● **TO BE DONE**
(1) In the LAN78xx EEE patch thread, translate this sentence into German: "So, should phylink have the capability to switch to a software LPI timer implementation when the LPI timeout value exceeds what the hardware supports?"
(2) Name each distinct time value in microseconds that appears in the LAN78xx EEE patch thread.
(3) Carry on the LAN78xx EEE patch thread from its last line.

Re: [PATCH net-next v1 7/7] net: usb: lan78xx: Enable EEE support with phylink integration

From: Oleksij Rempel
Date: Thu Jan 09 2025 - 12:13:32 EST


On Wed, Jan 08, 2025 at 03:15:52PM +0000, Russell King (Oracle) wrote:
> On Wed, Jan 08, 2025 at 03:23:37PM +0100, Oleksij Rempel wrote:
> > Yes, otherwise every MAC driver will need to do it in the
> > ethtool_set_eee() function.
>
> I've had several solutions, and my latest patch set actually has a
> mixture of them in there (which is why I'm eager to try and find a way
> forward on this, so I can fix the patch set):
>
> 1. the original idea to address this in Marvell platforms was to limit
> the LPI timer to the maximum representable value in the hardware,
> which would be 255us. This ignores that the hardware uses a 1us
> tick rate for the timer at 1G speeds, and 10us for 100M speeds.
> (So it limits it to 260us, even though the hardware can do 2550us
> at 100M speed). This limit was applied by clamping the value passed
> in from userspace without erroring out.
>
> 2. another solution was added the mac_validate_tx_lpi() method, and
> implementations added _in addition_ to the above, with the idea
> of erroring out for values > 255us on Marvell hardware.
>
> 3. another idea was to have mac_enable_tx_lpi() error out if it wasn't
> possible to allow e.g. falling back to a software timer (see stmmac
> comments below.) Another reason for erroring out applies to Marvell
> hardware, where PP2 hardware supports LPI on the GMAC but not the
> XGMAC - so it only works at speeds at or below 2.5G. However, that
> can be handled via the lpi_capabilities, so I don't think needs to
> be a concern.
>
> > The other question is, should we allow absolute maximum values, or sane
> > maximum? At some point will come the question, why the EEE is even
> > enabled?
>
> As referenced above, stmmac uses the hardware timer for LPI timeouts up
> to and including 1048575us (STMMAC_ET_MAX). Beyond that, it uses a
> normal kernel timer which is:
>
> - disabled (and EEE mode reset) when we have a packet to transmit, or
> EEE is disabled
> - is re-armed when cleaning up from packet transmission (although
> it looks like we attempt to immediately enter LPI mode, and would
> only wait for the timer if there are more packets to queue... maybe
> this is a bug in stmmac's implementation?) or when EEE mode is first
> enabled with a LPI timer longer than the above value.
>
> So, should phylink have the capability to switch to a software LPI timer
> implementation when the LPI timeout value exceeds what the hardware
> supports?

No, i'll list my arguments later down.

> To put it another way, should the stmmac solution to this be
> made generic?

● **RECORD EXCERPTS**
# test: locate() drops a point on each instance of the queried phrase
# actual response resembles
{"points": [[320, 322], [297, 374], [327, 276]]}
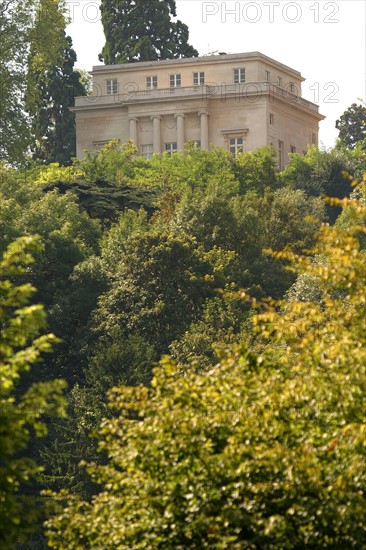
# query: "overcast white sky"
{"points": [[323, 40]]}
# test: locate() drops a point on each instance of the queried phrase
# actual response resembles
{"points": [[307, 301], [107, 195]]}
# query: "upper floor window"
{"points": [[239, 76], [112, 86], [280, 154], [236, 145], [198, 79], [151, 82], [175, 80]]}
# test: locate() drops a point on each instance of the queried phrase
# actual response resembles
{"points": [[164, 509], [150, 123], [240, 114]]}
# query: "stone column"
{"points": [[204, 129], [133, 129], [156, 133], [180, 131]]}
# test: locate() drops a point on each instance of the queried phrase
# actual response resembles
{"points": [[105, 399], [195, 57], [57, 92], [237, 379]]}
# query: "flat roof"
{"points": [[206, 59]]}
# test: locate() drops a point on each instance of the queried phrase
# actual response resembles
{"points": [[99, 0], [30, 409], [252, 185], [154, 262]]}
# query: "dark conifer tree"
{"points": [[137, 30], [51, 93]]}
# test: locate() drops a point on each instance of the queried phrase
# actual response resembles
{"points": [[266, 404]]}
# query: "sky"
{"points": [[323, 40]]}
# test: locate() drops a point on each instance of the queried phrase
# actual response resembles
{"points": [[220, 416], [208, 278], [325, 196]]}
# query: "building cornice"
{"points": [[196, 61]]}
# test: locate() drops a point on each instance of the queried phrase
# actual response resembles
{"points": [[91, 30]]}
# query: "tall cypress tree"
{"points": [[52, 85], [53, 124], [137, 30]]}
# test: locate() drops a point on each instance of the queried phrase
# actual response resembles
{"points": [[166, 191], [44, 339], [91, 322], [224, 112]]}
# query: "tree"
{"points": [[22, 415], [53, 124], [15, 22], [352, 126], [265, 450], [36, 22], [143, 31], [52, 86]]}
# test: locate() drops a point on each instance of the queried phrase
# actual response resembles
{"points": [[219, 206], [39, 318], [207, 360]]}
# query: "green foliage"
{"points": [[325, 173], [156, 288], [106, 201], [257, 170], [263, 451], [22, 415], [141, 31], [352, 127]]}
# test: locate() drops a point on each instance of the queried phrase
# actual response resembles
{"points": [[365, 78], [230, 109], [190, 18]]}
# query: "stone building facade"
{"points": [[237, 101]]}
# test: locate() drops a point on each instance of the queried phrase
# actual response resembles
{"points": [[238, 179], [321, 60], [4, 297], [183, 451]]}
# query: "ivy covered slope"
{"points": [[264, 450], [140, 259], [23, 413]]}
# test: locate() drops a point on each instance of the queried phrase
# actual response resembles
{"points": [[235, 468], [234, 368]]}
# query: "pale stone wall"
{"points": [[266, 109]]}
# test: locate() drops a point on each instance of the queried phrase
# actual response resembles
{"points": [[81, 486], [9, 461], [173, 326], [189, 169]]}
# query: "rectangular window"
{"points": [[147, 150], [175, 80], [170, 148], [151, 82], [280, 154], [236, 145], [112, 86], [198, 79], [239, 76]]}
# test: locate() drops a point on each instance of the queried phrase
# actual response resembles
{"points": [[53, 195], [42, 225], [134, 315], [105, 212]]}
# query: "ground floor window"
{"points": [[280, 154], [147, 150], [236, 145], [170, 148]]}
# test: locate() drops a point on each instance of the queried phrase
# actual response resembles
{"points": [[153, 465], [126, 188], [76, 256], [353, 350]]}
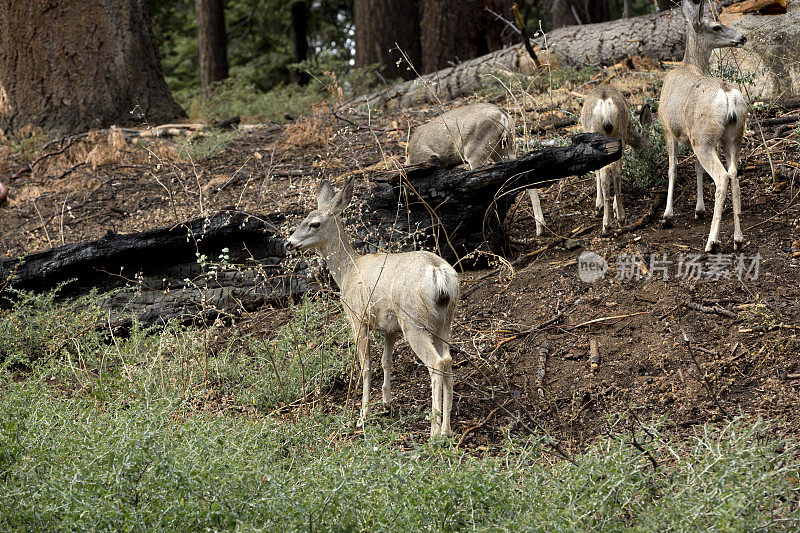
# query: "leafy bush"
{"points": [[207, 146], [132, 448], [647, 168]]}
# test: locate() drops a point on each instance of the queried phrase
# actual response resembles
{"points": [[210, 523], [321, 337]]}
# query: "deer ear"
{"points": [[690, 11], [343, 197], [325, 194], [646, 115]]}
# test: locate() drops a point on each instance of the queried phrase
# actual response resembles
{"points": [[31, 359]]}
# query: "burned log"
{"points": [[235, 261], [193, 271], [456, 211]]}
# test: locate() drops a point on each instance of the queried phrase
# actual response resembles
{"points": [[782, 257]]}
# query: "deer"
{"points": [[605, 110], [475, 134], [708, 114], [413, 293]]}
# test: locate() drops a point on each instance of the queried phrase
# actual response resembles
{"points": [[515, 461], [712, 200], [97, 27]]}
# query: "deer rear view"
{"points": [[706, 113], [413, 292], [605, 110], [474, 134]]}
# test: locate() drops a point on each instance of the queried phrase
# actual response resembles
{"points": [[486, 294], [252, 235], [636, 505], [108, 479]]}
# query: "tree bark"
{"points": [[454, 30], [458, 211], [299, 38], [74, 66], [572, 12], [657, 35], [212, 41], [381, 27]]}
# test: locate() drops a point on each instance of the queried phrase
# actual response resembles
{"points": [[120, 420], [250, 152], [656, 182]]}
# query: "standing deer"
{"points": [[706, 113], [413, 292], [605, 110], [475, 134]]}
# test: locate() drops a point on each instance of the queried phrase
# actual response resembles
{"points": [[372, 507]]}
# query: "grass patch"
{"points": [[206, 146], [139, 434]]}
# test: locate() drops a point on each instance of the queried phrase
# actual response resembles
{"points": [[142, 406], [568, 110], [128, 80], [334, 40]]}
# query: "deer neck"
{"points": [[696, 54], [340, 254]]}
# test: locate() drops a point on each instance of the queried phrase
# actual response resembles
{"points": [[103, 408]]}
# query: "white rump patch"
{"points": [[730, 105]]}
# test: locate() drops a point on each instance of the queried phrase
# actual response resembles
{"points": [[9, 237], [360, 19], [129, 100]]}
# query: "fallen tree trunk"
{"points": [[170, 272], [235, 261], [457, 211], [657, 35]]}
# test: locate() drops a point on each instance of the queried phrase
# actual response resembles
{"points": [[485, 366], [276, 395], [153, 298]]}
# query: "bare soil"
{"points": [[744, 361]]}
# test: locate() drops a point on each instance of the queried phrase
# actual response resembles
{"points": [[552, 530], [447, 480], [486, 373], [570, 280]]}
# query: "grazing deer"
{"points": [[413, 292], [605, 110], [475, 134], [706, 113]]}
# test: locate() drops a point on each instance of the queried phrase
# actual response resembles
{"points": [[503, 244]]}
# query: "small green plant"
{"points": [[645, 169], [208, 145]]}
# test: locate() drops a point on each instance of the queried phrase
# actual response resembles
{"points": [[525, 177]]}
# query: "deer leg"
{"points": [[361, 334], [598, 203], [710, 160], [422, 345], [538, 216], [736, 193], [443, 347], [605, 182], [700, 207], [386, 362], [619, 210], [672, 149]]}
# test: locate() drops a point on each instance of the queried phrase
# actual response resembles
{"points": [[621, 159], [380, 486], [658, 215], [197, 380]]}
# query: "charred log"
{"points": [[456, 211], [199, 270]]}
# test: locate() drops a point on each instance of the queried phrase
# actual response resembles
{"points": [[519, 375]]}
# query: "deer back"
{"points": [[419, 288], [475, 134]]}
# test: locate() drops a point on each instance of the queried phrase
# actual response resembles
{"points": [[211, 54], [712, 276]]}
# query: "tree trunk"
{"points": [[74, 66], [299, 38], [572, 12], [455, 30], [212, 41], [381, 27], [657, 35]]}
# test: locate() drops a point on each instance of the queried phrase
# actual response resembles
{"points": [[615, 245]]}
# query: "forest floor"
{"points": [[742, 352]]}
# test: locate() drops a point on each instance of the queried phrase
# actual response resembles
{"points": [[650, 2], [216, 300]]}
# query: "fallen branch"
{"points": [[604, 319], [711, 309], [525, 39], [483, 423], [646, 218], [29, 167], [771, 327], [594, 355]]}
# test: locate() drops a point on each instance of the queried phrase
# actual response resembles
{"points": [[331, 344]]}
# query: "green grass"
{"points": [[206, 146], [167, 431]]}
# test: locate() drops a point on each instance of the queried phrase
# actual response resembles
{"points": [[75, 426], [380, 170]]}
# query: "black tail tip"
{"points": [[442, 299]]}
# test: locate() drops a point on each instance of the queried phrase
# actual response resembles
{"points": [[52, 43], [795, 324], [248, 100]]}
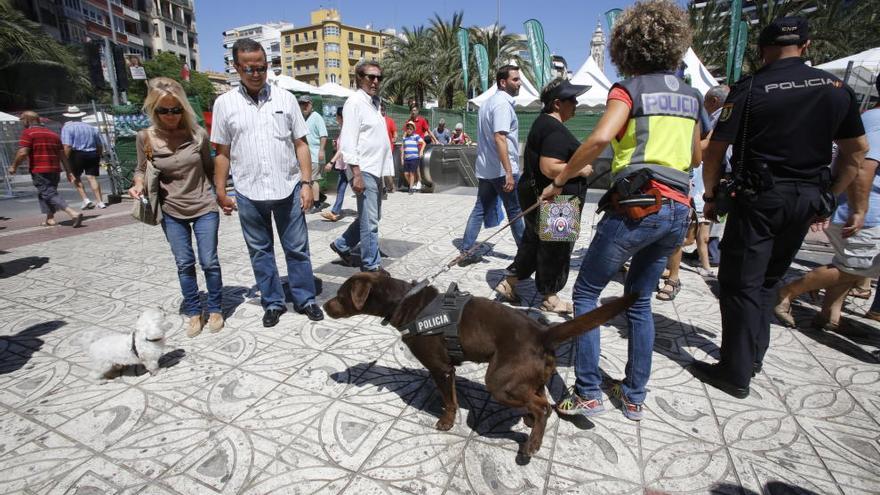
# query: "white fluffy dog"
{"points": [[144, 345]]}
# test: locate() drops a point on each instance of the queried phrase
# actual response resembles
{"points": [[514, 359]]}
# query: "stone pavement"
{"points": [[340, 406]]}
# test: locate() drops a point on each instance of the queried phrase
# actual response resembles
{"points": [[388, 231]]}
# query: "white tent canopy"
{"points": [[334, 89], [701, 78], [290, 84], [591, 75], [866, 66], [527, 96]]}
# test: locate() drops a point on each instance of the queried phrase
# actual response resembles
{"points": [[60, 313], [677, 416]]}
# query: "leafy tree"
{"points": [[169, 65], [34, 68]]}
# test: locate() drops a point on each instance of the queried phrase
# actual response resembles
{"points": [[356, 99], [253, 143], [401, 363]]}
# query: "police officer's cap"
{"points": [[785, 31]]}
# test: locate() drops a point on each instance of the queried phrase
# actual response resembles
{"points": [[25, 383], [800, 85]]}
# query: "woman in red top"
{"points": [[45, 154]]}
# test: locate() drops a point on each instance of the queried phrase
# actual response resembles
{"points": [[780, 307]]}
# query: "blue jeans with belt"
{"points": [[648, 241], [290, 222], [365, 228], [179, 232]]}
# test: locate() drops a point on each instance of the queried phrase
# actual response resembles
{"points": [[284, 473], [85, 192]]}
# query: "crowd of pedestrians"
{"points": [[758, 155]]}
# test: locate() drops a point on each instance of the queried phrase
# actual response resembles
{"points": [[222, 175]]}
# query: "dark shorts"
{"points": [[411, 165], [84, 162]]}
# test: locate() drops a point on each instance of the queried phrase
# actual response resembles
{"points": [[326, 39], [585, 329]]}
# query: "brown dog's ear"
{"points": [[360, 290]]}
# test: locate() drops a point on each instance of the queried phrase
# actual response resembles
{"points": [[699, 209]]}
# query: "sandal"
{"points": [[506, 291], [860, 293], [669, 295], [553, 304]]}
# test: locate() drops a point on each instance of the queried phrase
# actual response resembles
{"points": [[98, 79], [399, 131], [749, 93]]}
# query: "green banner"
{"points": [[535, 37], [611, 17], [482, 57], [735, 18], [740, 50], [463, 47], [548, 67]]}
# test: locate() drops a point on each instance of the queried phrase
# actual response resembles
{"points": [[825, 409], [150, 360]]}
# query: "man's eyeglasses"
{"points": [[172, 110], [256, 69]]}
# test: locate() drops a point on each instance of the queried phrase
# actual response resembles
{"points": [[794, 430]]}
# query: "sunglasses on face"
{"points": [[172, 110], [256, 69]]}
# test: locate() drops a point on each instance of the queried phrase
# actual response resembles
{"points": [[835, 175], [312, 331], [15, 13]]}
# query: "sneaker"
{"points": [[215, 322], [575, 404], [630, 410]]}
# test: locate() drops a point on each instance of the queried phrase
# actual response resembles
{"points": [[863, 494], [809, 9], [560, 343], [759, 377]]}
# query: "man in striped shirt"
{"points": [[43, 150], [260, 135]]}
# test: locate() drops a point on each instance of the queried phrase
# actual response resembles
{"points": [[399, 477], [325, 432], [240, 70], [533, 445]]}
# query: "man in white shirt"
{"points": [[260, 133], [364, 144], [497, 165]]}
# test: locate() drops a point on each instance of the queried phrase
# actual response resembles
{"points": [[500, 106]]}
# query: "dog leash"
{"points": [[415, 289]]}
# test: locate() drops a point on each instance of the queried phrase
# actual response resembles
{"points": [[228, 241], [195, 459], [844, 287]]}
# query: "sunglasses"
{"points": [[172, 110], [257, 69]]}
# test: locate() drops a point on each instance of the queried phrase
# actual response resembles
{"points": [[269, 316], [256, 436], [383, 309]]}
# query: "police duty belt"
{"points": [[441, 316]]}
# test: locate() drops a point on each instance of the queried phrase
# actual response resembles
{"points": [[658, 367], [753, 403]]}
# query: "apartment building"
{"points": [[268, 35], [327, 50], [141, 27]]}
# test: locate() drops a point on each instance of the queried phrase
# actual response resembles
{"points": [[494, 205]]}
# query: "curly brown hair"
{"points": [[650, 36]]}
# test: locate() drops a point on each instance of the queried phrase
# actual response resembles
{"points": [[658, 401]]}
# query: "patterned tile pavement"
{"points": [[340, 406]]}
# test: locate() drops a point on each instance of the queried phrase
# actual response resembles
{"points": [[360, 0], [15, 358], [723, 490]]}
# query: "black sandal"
{"points": [[668, 295]]}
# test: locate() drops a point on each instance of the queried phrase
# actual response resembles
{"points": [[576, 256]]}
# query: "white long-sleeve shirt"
{"points": [[363, 139]]}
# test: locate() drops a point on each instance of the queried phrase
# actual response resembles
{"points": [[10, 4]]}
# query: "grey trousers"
{"points": [[47, 192]]}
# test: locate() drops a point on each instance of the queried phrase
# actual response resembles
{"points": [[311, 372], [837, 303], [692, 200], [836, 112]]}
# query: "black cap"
{"points": [[785, 31], [564, 91]]}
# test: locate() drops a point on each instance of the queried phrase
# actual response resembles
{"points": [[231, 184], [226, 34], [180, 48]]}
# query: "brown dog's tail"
{"points": [[563, 331]]}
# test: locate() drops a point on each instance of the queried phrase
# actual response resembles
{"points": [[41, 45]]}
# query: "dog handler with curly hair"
{"points": [[651, 121]]}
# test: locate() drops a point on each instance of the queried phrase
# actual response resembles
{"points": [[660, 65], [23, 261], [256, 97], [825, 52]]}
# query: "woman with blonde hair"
{"points": [[651, 121], [180, 151]]}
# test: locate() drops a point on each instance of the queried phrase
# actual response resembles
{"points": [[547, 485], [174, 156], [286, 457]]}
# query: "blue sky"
{"points": [[568, 25]]}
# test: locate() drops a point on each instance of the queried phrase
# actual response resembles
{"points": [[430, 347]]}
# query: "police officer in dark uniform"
{"points": [[782, 122]]}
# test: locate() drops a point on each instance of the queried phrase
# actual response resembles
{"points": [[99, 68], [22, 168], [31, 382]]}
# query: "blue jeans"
{"points": [[179, 233], [488, 192], [648, 242], [365, 228], [290, 222], [340, 192]]}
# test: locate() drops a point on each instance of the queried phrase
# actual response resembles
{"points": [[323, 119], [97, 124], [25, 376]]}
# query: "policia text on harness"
{"points": [[655, 144]]}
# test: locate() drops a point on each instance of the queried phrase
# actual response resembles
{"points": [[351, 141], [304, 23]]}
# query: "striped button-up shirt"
{"points": [[363, 139], [260, 135]]}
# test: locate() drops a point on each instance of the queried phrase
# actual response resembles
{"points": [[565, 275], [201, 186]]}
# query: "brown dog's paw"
{"points": [[444, 424]]}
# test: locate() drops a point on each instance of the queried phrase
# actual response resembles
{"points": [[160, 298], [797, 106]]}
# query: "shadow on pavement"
{"points": [[16, 350]]}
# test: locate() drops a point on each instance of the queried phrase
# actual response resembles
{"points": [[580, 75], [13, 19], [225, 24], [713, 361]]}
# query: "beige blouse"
{"points": [[185, 174]]}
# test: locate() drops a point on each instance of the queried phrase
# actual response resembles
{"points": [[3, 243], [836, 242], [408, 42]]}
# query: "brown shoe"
{"points": [[215, 322], [194, 327]]}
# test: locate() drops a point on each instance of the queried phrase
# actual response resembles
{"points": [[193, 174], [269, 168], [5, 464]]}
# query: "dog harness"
{"points": [[441, 316]]}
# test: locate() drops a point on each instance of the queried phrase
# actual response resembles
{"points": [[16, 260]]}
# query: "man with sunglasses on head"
{"points": [[364, 144], [260, 136]]}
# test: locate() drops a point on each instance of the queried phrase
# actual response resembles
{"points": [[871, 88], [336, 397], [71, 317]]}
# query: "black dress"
{"points": [[549, 261]]}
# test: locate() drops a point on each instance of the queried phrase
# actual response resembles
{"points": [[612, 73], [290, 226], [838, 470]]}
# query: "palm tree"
{"points": [[409, 68], [33, 65]]}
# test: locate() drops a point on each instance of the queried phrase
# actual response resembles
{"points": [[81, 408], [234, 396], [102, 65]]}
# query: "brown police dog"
{"points": [[519, 350]]}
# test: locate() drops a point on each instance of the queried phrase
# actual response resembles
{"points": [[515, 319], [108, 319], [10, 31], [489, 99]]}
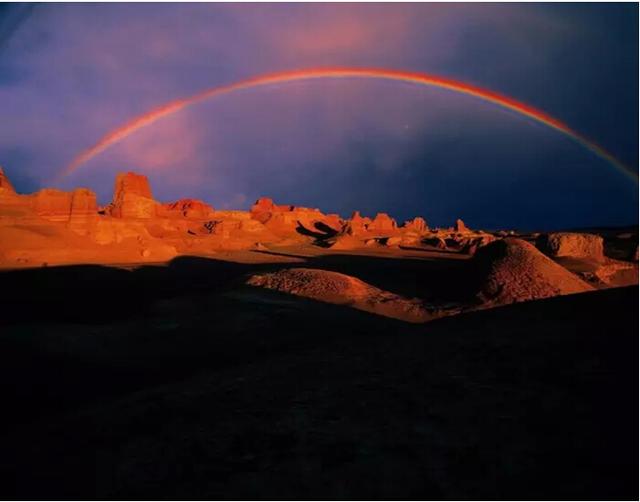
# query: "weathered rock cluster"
{"points": [[134, 226]]}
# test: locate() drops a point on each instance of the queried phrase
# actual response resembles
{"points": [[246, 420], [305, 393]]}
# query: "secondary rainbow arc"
{"points": [[321, 73]]}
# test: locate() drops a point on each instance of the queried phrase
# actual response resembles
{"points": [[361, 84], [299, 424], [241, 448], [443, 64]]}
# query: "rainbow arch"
{"points": [[320, 73]]}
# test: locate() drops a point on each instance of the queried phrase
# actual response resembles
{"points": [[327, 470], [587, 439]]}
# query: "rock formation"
{"points": [[341, 289], [418, 225], [84, 211], [52, 204], [186, 208], [6, 188], [512, 270], [382, 223], [571, 245], [460, 227], [132, 197]]}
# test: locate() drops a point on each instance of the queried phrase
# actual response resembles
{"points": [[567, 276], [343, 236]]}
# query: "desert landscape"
{"points": [[170, 350], [319, 251]]}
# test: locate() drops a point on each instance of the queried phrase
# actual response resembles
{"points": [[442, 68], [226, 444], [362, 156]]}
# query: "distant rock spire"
{"points": [[6, 188]]}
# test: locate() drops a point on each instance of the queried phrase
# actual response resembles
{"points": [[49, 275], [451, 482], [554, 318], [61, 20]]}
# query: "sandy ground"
{"points": [[177, 380]]}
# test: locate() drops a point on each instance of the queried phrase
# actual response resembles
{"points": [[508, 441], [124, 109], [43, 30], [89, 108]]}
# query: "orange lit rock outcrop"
{"points": [[185, 208], [572, 245], [132, 197]]}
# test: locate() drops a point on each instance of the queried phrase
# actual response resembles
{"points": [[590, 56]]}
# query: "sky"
{"points": [[70, 73]]}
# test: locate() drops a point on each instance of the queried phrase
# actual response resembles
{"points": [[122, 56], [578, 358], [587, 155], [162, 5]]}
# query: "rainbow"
{"points": [[321, 73]]}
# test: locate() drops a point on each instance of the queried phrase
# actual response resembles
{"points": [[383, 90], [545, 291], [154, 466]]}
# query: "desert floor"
{"points": [[179, 381]]}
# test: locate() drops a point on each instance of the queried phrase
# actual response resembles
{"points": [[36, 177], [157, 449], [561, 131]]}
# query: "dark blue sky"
{"points": [[69, 73]]}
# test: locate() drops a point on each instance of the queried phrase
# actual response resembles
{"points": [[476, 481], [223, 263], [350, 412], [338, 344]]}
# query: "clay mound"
{"points": [[512, 270], [344, 242], [341, 289], [572, 245]]}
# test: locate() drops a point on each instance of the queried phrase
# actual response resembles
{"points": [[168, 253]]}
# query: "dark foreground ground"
{"points": [[175, 383]]}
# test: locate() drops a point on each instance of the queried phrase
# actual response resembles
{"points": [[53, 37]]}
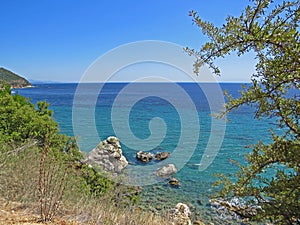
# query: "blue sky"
{"points": [[59, 39]]}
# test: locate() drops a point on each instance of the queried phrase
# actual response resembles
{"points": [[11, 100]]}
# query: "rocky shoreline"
{"points": [[109, 156]]}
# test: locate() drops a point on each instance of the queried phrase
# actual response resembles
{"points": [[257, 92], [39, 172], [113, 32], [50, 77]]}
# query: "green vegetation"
{"points": [[13, 79], [40, 166], [270, 30]]}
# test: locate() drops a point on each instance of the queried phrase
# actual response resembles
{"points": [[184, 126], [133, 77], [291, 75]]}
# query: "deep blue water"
{"points": [[242, 130]]}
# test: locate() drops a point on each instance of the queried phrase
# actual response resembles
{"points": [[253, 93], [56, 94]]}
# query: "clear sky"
{"points": [[58, 39]]}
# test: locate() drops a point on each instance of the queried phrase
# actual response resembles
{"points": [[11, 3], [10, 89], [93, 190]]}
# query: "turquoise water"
{"points": [[242, 130]]}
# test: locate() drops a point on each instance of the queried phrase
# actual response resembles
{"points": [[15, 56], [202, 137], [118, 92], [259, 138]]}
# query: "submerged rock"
{"points": [[162, 155], [166, 171], [144, 156], [108, 155], [234, 209], [174, 182], [180, 215]]}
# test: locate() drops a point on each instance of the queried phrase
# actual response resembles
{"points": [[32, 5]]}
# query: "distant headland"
{"points": [[12, 79]]}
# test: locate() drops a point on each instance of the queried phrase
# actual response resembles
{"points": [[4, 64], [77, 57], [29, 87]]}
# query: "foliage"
{"points": [[270, 30], [12, 78], [38, 163]]}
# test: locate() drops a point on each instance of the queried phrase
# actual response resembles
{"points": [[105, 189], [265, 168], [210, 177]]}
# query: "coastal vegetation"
{"points": [[43, 170], [271, 179], [12, 79]]}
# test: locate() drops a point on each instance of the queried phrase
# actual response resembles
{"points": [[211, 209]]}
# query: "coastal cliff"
{"points": [[12, 79]]}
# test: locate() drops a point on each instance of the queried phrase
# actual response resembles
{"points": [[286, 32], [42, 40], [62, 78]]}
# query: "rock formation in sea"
{"points": [[144, 156], [162, 155], [180, 215], [174, 182], [166, 171], [108, 155]]}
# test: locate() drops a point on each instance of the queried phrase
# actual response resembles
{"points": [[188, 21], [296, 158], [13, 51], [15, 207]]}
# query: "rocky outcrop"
{"points": [[166, 171], [180, 215], [233, 209], [144, 156], [162, 155], [174, 182], [108, 155]]}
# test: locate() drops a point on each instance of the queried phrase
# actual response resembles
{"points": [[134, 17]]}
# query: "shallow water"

● **EXERCISE RESPONSES**
(1) Sollte phylink also die Fähigkeit haben, auf eine Software-Implementierung des LPI-Timers umzuschalten, wenn der LPI-Timeout-Wert über das hinausgeht, was die Hardware unterstützt?

(2) 255us, 1us, 10us, 260us, 2550us, 1048575us

(3)
May be partially?

> Note that stmmac has this software timer implementation because not
> only for the reason I've given above, but also because cores other than
> GMAC4 that support LPI do not have support for the hardware timer.

There seems to be a samsung ethernet driver which implements software
based timer too.

> > The same is about minimal value, too low value will cause strong speed
> > degradation. Should we allow set insane minimum, but use sane default
> > value?
>
> We currently allow zero, and the behaviour of that depends on the
> hardware. For example, in the last couple of days, it's been reported
> that stmmac will never enter LPI with a value of zero.
>
> Note that phylib defaults to zero, so imposing a minimum would cause
> a read-modify-write of the EEE settings without setting the timer to
> fail.
>
> > > Should set_eee() error out?
> >
> > Yes, please.
>
> If we are to convert stmmac, then we need to consider what it's doing
> (as per the above) and whether that should be generic - and if it isn't
> what we want in generic code, then how do we allow drivers to do this if
> they wish.

I'll try to approach this from a user perspective. Currently, we have a single
`lpi_timer` interface for all link modes. If I start using it, I'm trying to
address a specific issue, but in most cases, I have no idea what link mode will
be active at any given time. To my knowledge, there are no user space tools
that allow users to configure different timer values for different link speeds.

So, what problems am I really trying to solve by adjusting this timer? I can
imagine the following:

1. Noticeable Speed Degradation:

This happens when the timer is configured to a value smaller than the time
needed to put the hardware to sleep and wake it up again. For interfaces
supporting multiple link speeds with EEE, the most plausible configuration to
avoid degradation would be to set the timer to the maximum sleep-wake time
across all supported EEE link speeds.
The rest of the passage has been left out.